**Short problem**
Will you extract the entries word for word? Images should not appear in the copy.

**Position annotation records**
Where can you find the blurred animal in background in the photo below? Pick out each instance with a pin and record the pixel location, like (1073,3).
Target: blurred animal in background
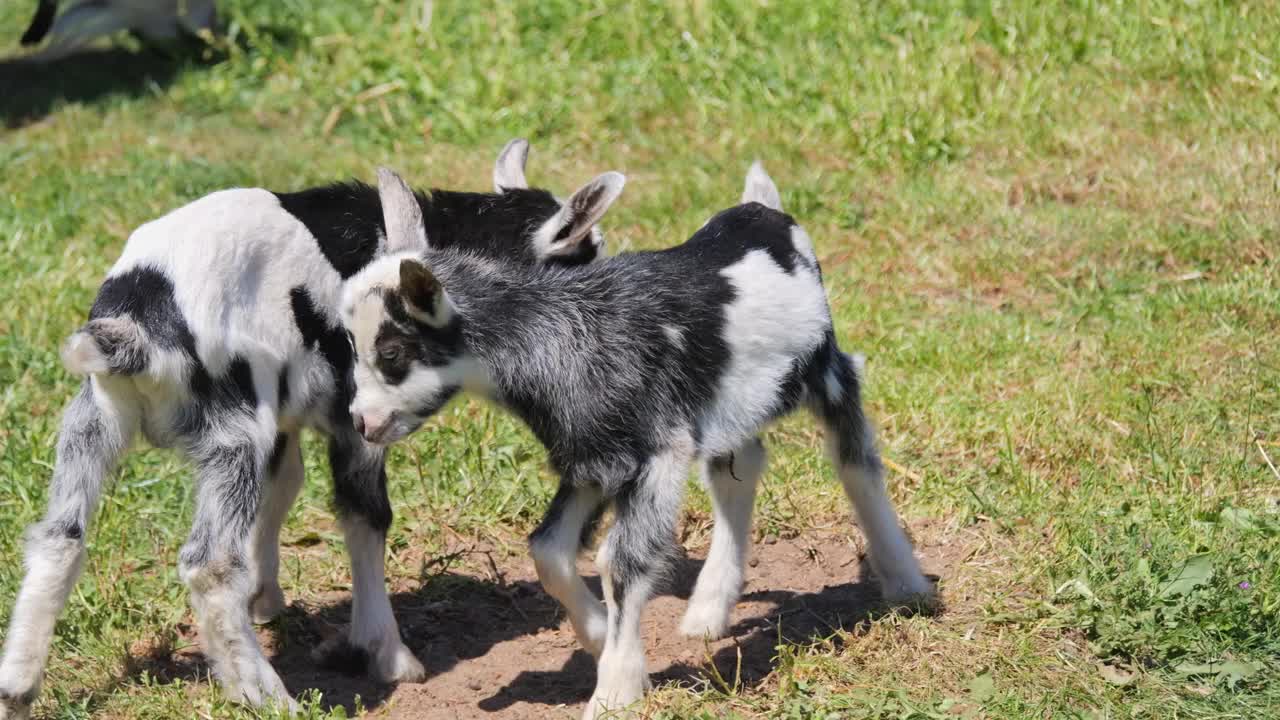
(86,21)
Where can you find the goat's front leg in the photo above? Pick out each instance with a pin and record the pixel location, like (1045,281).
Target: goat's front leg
(360,493)
(731,481)
(554,546)
(215,565)
(634,559)
(283,482)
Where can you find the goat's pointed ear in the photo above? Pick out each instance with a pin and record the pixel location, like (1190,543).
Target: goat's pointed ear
(568,232)
(508,172)
(759,188)
(401,214)
(424,296)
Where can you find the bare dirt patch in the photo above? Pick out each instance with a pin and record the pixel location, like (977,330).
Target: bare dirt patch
(497,647)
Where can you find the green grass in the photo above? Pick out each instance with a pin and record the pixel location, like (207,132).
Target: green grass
(1051,227)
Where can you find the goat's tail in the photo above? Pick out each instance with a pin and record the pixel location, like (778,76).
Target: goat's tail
(41,22)
(760,188)
(114,346)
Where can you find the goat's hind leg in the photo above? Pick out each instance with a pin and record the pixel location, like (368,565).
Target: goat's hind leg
(851,443)
(96,428)
(731,482)
(215,565)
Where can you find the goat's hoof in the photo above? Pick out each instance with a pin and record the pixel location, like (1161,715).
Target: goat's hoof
(259,686)
(268,604)
(398,665)
(704,620)
(16,705)
(915,591)
(615,706)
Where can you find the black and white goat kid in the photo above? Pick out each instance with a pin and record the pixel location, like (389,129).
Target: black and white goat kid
(216,332)
(629,370)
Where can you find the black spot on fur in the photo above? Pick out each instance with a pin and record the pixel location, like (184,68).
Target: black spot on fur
(41,22)
(333,343)
(145,295)
(65,529)
(402,341)
(347,219)
(752,227)
(229,396)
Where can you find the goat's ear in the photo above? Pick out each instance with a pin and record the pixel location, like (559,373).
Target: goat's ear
(568,232)
(401,214)
(759,188)
(423,295)
(508,172)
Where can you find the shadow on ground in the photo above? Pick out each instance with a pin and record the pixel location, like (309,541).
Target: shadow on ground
(31,90)
(496,646)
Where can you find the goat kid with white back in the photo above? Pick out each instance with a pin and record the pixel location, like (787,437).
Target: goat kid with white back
(216,332)
(629,370)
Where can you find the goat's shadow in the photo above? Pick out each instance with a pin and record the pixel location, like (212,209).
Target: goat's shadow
(449,619)
(32,87)
(455,618)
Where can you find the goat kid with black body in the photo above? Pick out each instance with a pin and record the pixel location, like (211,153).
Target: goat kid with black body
(629,370)
(86,21)
(216,332)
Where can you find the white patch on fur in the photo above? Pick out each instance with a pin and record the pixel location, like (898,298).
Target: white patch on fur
(760,188)
(835,390)
(803,244)
(508,172)
(251,254)
(82,356)
(401,214)
(380,404)
(775,318)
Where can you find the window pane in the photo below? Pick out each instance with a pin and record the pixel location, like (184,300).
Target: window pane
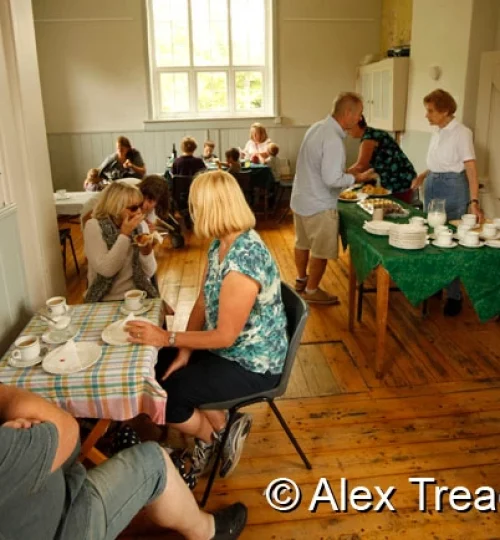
(171,32)
(249,94)
(174,92)
(210,32)
(248,32)
(212,91)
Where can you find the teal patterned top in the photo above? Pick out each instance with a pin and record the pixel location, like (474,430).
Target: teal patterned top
(262,344)
(389,161)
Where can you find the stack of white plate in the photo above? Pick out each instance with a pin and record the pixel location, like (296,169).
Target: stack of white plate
(408,236)
(380,228)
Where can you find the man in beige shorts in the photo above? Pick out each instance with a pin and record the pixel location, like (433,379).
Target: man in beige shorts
(319,179)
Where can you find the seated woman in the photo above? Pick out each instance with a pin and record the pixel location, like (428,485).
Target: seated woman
(235,342)
(126,162)
(115,263)
(379,151)
(256,147)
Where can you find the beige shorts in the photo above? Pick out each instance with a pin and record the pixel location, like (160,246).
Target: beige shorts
(318,233)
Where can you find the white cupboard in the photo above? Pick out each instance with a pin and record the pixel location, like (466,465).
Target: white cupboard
(384,87)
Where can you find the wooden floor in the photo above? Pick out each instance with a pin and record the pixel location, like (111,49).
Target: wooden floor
(435,414)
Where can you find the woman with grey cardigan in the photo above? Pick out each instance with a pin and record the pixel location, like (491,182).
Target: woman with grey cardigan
(115,263)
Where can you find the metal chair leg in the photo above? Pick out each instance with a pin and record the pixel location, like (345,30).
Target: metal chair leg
(218,458)
(74,254)
(360,301)
(293,440)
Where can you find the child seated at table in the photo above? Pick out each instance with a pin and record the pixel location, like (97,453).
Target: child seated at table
(188,164)
(273,161)
(208,152)
(93,182)
(233,161)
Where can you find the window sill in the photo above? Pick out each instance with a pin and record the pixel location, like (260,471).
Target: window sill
(207,123)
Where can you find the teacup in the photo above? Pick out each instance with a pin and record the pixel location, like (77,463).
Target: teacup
(469,219)
(462,230)
(27,348)
(471,238)
(56,305)
(417,220)
(134,299)
(445,238)
(489,230)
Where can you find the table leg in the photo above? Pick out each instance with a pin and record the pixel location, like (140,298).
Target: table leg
(383,282)
(352,293)
(88,451)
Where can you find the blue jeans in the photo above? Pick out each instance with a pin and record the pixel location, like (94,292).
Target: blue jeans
(121,486)
(454,189)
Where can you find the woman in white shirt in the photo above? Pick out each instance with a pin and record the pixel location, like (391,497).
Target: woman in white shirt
(115,263)
(256,146)
(451,172)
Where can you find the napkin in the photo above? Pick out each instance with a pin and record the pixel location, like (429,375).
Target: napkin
(68,357)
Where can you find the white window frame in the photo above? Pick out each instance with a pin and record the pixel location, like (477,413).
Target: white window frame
(268,75)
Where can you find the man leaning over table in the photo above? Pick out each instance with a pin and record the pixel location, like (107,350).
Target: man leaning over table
(46,494)
(319,178)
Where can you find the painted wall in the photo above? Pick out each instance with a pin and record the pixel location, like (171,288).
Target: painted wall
(396,24)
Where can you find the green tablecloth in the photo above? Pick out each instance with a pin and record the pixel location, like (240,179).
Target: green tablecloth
(421,273)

**Full response**
Where can you find the blurred animal in background in the photo below? Pick out each instance with a pin and record the pixel location, like (1073,3).
Target: blurred animal in background
(86,21)
Where can you find the goat's front leg in the photo above? Pick out each instance with a pin and record the pixel location, like (1045,281).
Target: goat's front leg
(360,493)
(731,481)
(554,546)
(215,565)
(634,559)
(283,482)
Where can you find the goat's pointed ear in the photo above? Pick out each instance with a pin and record the pixel location, like (1190,543).
Target: goat's pointed ear
(568,232)
(508,172)
(759,188)
(401,214)
(424,296)
Where can you find the bare dirt patch in the photo above? Pick out each instance with a pin and record the pixel location, like (977,330).
Target: bare dirt patch
(497,647)
Where can you find the green grass in the photo above? Pick out each instance with a pin and record the pixel location, like (207,132).
Target: green grass
(1051,227)
Where can you find the goat's tail in the photo above? Pick out each instance with a pin and record the pixel location, like (778,76).
Target: goat's tail
(41,22)
(760,188)
(114,346)
Where can you find the goat's hind leg in the photo above? Pick out each instance with a pin and record the pixel location, like (368,565).
Target: goat's hind leg
(851,443)
(96,428)
(731,482)
(215,565)
Where can you find the goat's hoof in the photo above? Pick out each instance with a pin and record the pixel location, like (1161,715).
Target: goat's hoof
(259,686)
(268,604)
(398,665)
(704,620)
(16,705)
(915,591)
(615,706)
Where can you find the black and white goat kid in the photo above? Pick out each instance with a pin and record the pixel location, like (389,129).
Target: black and white goat kid
(216,332)
(629,370)
Where can you find the black spot on fur in the photo above? Pick out each instance with a pin and record the pixel location, like (184,68).
Target: black spot on fur
(41,22)
(333,343)
(145,295)
(65,529)
(402,341)
(347,219)
(752,227)
(229,396)
Where can you find the goat's ear in the photo above? Pick out each instance with a pin and record the pixel location, like (559,373).
Target: goat's ear
(568,232)
(401,214)
(759,188)
(423,295)
(508,172)
Where can you find the shadow on ground in the photo above? Pick out each instance with a pin and record the pixel location, like (309,541).
Target: shadow on ground
(31,90)
(496,646)
Where can you find the goat kid with white back in the photo above? Pick out each instance with a pin and record the pixel location, like (787,437).
Target: goat kid with white back
(216,332)
(629,370)
Where can you find the goat's shadow in the photo above? Pick out each instance with a pin and record the pixel location, like (212,209).
Target: goat's shadow
(449,619)
(32,87)
(455,618)
Where can you find the goat kid with black body in the photo above? Pick out each instance with a pin and record the pixel location, like (211,153).
Target: goat kid with black body
(629,370)
(86,21)
(216,332)
Where can you find the white patch on fur in the photo above? Pick out each instance with a pin and record the pixel location, like (898,298).
Target: white patch on fur
(760,188)
(835,390)
(803,244)
(508,172)
(251,254)
(82,356)
(401,214)
(380,404)
(775,318)
Where can you find the window pane in the photo below? Pick out each instance with a pin and record the pixel location, like (184,300).
Target: window pane
(171,32)
(249,94)
(174,92)
(210,32)
(248,32)
(212,91)
Where can you find the teal patterned top in the photo above? Pick out each instance with a pin and record the pixel location, like (474,430).
Target: teal patterned top
(262,344)
(389,161)
Where can you find the stack of white plate in the photo above? Pick out each instance with a pin and record the pixel location, like (296,169).
Target: stack of white plate
(408,236)
(380,228)
Where can you find the man in beige shorts in the photo above? Pick out each instance with a pin and record the pixel location, like (433,379).
Target: man in beige shorts
(319,179)
Where can you find the seated woman in the photo above? Pick out each instance with a pin and record the pixel location, like (428,485).
Target: seated woman
(235,342)
(126,162)
(115,263)
(379,151)
(256,147)
Where can you find the beige shorts in the photo above? Pick out each instance with a pin and record the pixel location, like (160,246).
Target: beige shorts
(318,233)
Where can you find the white cupboard in the photo above? Pick out each instance with a pin and record the pixel location, like (466,465).
Target: white cupboard
(384,87)
Where can you find the wooden floor in the photo above? Pick out each instance with a pin and record the pixel location, like (111,49).
Target: wooden floor
(435,414)
Where can you find the woman with grey cardigan in the photo above? Pick out each instance with a pin and record the pixel location, like (491,182).
Target: woman with grey cardigan
(115,263)
Where can you find the metal chair leg in the photo above? Pick out each instance with a pin and record the pixel location, like (345,30).
Target: metal chair leg
(218,458)
(74,254)
(360,301)
(293,440)
Where can you find the child seated at table in the photo above? Pick out each instance with a pin and record the pixel location, like (97,453).
Target: child seated at table
(188,164)
(273,161)
(208,152)
(93,182)
(233,161)
Where can you find the window sill in the photo above? Pick out each instance with a pin and record the pixel location, like (260,471).
Target: window sill
(207,123)
Where can you find the teacup in the photo above? Pick out each instance with a pin and record the pixel location, like (77,463).
Target: teacup
(469,219)
(462,230)
(27,348)
(471,238)
(56,305)
(417,220)
(134,299)
(445,238)
(489,230)
Where can you find the table leg in the photo above? Pick out each instance with a pin and record the pixel location, like (140,298).
Target: table leg
(383,282)
(352,293)
(88,451)
Where can you find the blue jeans in the photo above? Pick out each instance with a pin and record the pixel location, like (94,292).
Target: blue jeans
(121,486)
(454,189)
Where can you find the woman in white shirt in the photo above? Pick out each instance with a pin and record the pixel location, like (391,497).
Target: woman in white shirt
(115,263)
(256,146)
(451,172)
Where can you find the napkin in the photo above? Pick out each instance with a pin and record the pixel location, like (429,375).
Target: napkin
(68,357)
Where can you find the white window frame in the photo above? Pick out each instance with a pin and record the pixel location, like (477,413).
Target: white window frame
(268,75)
Where can you find the man leaning over table in the photo above? Pick out each instance with a pin and record the pixel location, like (107,350).
Target: man leaning over table
(46,494)
(319,178)
Where can you find the painted wall in the photo above? Pick out each instance with a pin and record the pixel location, like (171,288).
Target: painted wall
(396,24)
Where can you find the green tablecloth in the photo above? Pick out each instance with a pin and record the pixel location, like (240,179).
Target: green tablecloth
(421,273)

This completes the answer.